- **Given task**:
Return every line of the records below that contains the word "window". Matching is case-sensitive.

- **Given records**:

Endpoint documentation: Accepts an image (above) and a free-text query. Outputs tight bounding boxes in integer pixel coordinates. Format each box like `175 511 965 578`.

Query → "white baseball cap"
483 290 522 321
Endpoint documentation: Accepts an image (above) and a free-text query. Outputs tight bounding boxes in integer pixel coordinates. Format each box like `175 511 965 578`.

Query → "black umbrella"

...

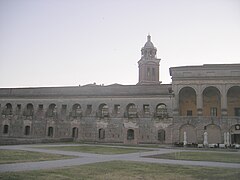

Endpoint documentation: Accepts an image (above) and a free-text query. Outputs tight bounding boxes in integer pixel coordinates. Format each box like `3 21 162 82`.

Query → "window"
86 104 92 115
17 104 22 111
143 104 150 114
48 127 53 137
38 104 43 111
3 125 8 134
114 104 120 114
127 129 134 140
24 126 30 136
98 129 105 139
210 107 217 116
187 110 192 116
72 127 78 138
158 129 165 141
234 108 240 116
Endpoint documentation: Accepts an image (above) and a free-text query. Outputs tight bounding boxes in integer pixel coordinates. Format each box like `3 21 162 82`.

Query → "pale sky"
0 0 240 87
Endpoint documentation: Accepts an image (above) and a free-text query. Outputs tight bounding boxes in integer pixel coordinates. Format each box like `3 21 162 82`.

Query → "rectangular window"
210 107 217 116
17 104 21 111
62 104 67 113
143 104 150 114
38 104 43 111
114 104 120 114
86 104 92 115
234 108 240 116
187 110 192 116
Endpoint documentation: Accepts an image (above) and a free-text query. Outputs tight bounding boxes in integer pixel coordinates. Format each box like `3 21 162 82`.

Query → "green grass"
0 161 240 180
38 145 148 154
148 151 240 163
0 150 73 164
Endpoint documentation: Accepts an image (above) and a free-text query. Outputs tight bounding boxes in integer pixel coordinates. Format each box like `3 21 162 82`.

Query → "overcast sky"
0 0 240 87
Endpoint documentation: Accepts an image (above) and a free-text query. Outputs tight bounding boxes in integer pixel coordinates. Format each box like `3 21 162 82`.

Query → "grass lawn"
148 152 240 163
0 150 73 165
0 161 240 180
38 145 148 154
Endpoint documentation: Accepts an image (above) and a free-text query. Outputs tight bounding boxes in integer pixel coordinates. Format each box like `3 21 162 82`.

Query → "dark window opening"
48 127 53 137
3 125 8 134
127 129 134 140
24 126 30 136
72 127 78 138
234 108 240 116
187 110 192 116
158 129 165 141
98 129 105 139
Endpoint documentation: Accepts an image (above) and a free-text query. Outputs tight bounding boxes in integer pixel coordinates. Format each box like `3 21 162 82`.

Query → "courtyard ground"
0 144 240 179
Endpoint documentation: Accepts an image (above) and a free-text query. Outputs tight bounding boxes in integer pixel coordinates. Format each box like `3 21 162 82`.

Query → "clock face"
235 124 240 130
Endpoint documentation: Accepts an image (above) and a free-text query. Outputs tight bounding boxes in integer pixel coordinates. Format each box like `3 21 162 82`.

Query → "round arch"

- **Final result**:
Query → "window"
Query → "rectangular window"
Query → "dark window opening"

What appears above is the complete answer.